**Work required:**
Please collect every line of the records below that contains the word "floor", treating uppercase and lowercase letters as different.

[Data listing]
------------------------------------------------------------------------
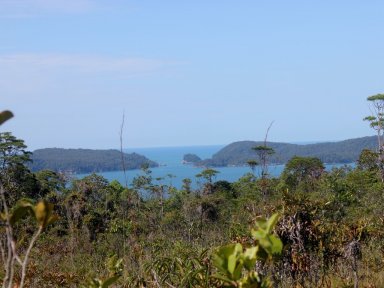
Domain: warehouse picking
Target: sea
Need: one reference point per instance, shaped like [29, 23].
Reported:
[172, 171]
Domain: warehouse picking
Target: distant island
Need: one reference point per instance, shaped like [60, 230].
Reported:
[86, 160]
[191, 158]
[238, 153]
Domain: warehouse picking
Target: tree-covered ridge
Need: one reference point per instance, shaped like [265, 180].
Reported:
[86, 160]
[239, 153]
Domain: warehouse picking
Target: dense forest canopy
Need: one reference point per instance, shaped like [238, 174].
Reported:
[239, 153]
[306, 228]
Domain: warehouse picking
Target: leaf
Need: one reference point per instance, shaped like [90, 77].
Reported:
[5, 115]
[22, 208]
[110, 281]
[272, 222]
[232, 263]
[277, 245]
[250, 257]
[44, 213]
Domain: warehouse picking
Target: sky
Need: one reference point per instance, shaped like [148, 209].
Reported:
[183, 73]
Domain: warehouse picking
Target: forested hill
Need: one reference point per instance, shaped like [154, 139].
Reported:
[238, 153]
[86, 160]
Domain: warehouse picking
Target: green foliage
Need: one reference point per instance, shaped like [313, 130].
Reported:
[115, 268]
[238, 153]
[236, 265]
[302, 171]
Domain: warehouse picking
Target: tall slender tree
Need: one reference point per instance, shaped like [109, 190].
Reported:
[376, 120]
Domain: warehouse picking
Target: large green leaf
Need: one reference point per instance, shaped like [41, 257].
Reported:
[22, 208]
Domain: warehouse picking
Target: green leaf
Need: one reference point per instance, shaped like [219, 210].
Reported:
[272, 222]
[232, 263]
[44, 213]
[5, 115]
[250, 257]
[277, 245]
[22, 208]
[110, 281]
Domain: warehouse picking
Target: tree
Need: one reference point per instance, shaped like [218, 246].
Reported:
[367, 160]
[42, 212]
[302, 171]
[208, 174]
[252, 164]
[377, 123]
[264, 152]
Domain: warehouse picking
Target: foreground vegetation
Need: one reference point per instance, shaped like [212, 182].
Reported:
[323, 229]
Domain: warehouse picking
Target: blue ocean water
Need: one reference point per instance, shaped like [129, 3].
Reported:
[173, 171]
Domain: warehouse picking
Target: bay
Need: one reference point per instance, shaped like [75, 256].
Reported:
[172, 171]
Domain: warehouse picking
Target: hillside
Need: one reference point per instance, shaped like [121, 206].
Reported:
[85, 160]
[238, 153]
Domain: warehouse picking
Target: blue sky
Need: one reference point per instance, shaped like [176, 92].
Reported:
[188, 72]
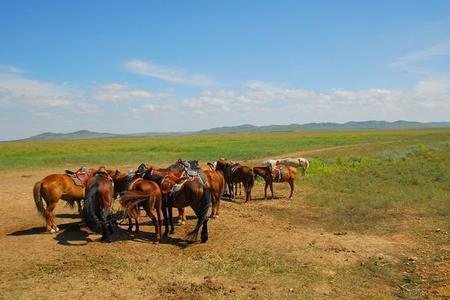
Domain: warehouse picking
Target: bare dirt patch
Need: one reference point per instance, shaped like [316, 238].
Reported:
[251, 254]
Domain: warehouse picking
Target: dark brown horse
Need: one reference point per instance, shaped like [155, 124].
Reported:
[144, 194]
[52, 188]
[236, 174]
[98, 203]
[278, 174]
[183, 192]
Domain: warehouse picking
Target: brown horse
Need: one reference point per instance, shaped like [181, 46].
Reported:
[98, 203]
[144, 194]
[278, 174]
[186, 193]
[216, 185]
[52, 188]
[236, 174]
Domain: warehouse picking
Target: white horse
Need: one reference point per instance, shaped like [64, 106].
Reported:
[270, 163]
[294, 162]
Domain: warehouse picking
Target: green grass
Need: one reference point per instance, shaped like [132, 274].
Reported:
[370, 193]
[120, 151]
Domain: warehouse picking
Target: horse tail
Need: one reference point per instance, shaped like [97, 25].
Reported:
[38, 198]
[255, 173]
[130, 201]
[251, 181]
[202, 212]
[306, 166]
[224, 186]
[89, 214]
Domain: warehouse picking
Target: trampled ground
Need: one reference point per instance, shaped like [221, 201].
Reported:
[369, 221]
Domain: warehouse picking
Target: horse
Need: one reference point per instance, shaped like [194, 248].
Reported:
[183, 192]
[98, 203]
[146, 194]
[279, 174]
[295, 162]
[52, 188]
[135, 181]
[236, 174]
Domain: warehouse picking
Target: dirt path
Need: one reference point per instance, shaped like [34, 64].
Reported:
[74, 264]
[252, 253]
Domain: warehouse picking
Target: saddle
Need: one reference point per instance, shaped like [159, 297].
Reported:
[235, 166]
[79, 177]
[277, 173]
[177, 186]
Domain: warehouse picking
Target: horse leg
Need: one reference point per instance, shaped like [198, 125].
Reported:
[166, 219]
[181, 216]
[79, 206]
[106, 237]
[247, 192]
[204, 234]
[291, 183]
[265, 190]
[130, 225]
[271, 188]
[50, 217]
[172, 227]
[230, 189]
[155, 221]
[213, 209]
[137, 225]
[159, 216]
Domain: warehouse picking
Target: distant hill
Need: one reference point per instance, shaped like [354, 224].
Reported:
[328, 126]
[77, 135]
[86, 134]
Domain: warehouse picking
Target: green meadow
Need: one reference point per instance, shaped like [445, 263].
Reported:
[369, 220]
[166, 149]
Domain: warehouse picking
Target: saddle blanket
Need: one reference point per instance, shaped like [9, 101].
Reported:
[79, 179]
[277, 173]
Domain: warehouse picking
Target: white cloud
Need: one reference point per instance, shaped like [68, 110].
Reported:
[16, 89]
[11, 69]
[170, 74]
[436, 50]
[117, 92]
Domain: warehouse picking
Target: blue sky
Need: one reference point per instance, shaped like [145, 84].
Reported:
[185, 65]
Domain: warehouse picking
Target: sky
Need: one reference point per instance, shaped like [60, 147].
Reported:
[139, 66]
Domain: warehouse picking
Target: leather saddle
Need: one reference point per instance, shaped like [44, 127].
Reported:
[79, 177]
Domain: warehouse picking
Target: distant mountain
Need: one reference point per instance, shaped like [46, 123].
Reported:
[85, 134]
[77, 135]
[328, 126]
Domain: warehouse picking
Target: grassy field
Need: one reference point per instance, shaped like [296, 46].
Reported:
[369, 221]
[120, 151]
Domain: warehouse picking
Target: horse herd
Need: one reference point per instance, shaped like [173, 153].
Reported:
[156, 191]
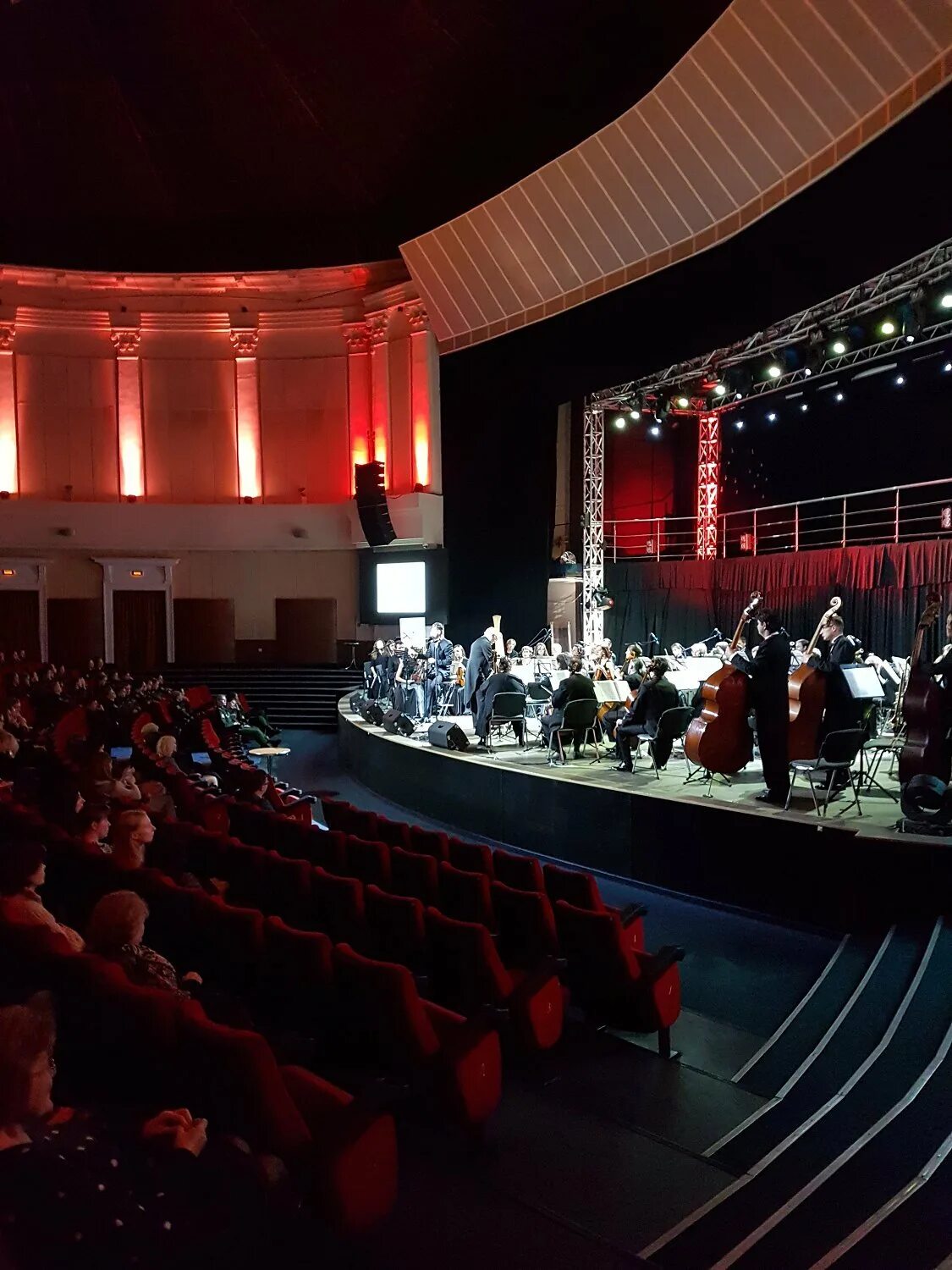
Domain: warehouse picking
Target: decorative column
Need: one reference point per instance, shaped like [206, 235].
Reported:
[380, 390]
[9, 467]
[129, 413]
[248, 413]
[424, 399]
[708, 482]
[358, 395]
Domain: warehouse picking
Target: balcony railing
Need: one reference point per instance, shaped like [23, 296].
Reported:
[896, 513]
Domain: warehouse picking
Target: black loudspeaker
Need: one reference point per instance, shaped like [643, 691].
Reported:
[372, 505]
[447, 734]
[398, 723]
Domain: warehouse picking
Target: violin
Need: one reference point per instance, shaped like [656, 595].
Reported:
[720, 739]
[807, 698]
[924, 752]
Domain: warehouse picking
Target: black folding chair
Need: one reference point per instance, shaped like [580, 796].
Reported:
[508, 708]
[837, 754]
[579, 719]
[670, 726]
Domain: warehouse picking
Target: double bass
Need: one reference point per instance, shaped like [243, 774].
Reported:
[720, 739]
[807, 698]
[924, 711]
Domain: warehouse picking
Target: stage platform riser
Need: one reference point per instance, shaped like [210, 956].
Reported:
[787, 868]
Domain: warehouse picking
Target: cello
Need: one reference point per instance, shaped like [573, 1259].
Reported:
[924, 711]
[720, 739]
[807, 698]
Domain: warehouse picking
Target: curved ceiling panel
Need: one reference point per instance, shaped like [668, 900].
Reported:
[772, 97]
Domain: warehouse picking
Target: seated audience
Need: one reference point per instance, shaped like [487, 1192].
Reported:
[76, 1193]
[22, 874]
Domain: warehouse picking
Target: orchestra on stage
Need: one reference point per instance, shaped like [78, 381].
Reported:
[814, 701]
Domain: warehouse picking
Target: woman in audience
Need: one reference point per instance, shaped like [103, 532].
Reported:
[78, 1194]
[93, 828]
[22, 874]
[132, 832]
[116, 930]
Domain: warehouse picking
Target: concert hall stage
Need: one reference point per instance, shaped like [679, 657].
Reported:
[843, 871]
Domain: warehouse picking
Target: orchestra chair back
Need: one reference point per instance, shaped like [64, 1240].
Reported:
[838, 754]
[507, 708]
[579, 721]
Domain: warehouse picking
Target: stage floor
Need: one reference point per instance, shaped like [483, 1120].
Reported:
[878, 807]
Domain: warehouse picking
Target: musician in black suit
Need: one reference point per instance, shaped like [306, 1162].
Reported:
[576, 687]
[769, 696]
[503, 681]
[655, 696]
[439, 655]
[479, 667]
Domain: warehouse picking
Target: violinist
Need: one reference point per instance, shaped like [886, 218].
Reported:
[655, 695]
[768, 671]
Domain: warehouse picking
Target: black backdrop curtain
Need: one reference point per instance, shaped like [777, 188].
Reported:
[19, 622]
[139, 629]
[883, 588]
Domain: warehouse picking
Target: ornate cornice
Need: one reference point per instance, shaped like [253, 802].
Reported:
[126, 342]
[244, 342]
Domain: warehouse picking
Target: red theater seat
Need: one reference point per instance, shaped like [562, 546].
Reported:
[526, 922]
[370, 861]
[418, 1036]
[413, 874]
[471, 856]
[396, 927]
[467, 975]
[520, 871]
[609, 980]
[429, 842]
[465, 896]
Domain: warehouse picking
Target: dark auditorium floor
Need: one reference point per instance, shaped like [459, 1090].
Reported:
[597, 1148]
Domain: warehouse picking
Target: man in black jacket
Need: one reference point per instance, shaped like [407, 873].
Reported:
[769, 696]
[655, 696]
[576, 687]
[503, 681]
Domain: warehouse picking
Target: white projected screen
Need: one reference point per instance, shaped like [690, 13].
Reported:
[401, 588]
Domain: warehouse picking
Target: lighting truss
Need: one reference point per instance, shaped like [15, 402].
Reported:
[894, 286]
[593, 478]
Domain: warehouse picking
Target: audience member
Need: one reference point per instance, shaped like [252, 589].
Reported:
[22, 874]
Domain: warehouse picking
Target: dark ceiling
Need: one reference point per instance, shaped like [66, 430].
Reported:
[180, 135]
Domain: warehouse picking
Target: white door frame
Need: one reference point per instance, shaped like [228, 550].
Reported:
[30, 574]
[124, 573]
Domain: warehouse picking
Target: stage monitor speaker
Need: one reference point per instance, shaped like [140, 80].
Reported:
[396, 723]
[447, 734]
[372, 505]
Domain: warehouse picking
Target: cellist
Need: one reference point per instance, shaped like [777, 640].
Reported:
[768, 695]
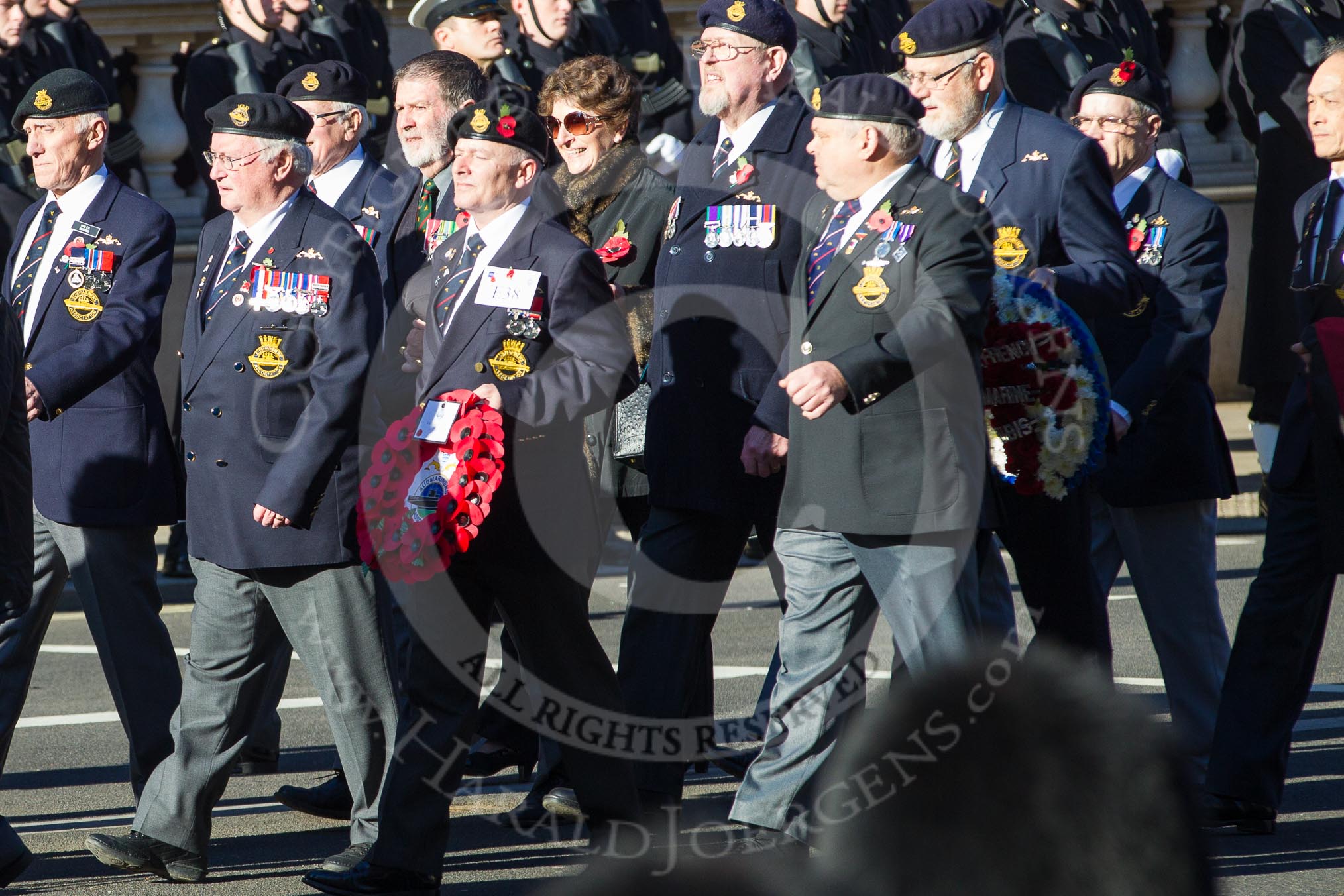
------------------------------------------------------------------------
**Full output:**
Target: stage floor
Target: dark auditorium floor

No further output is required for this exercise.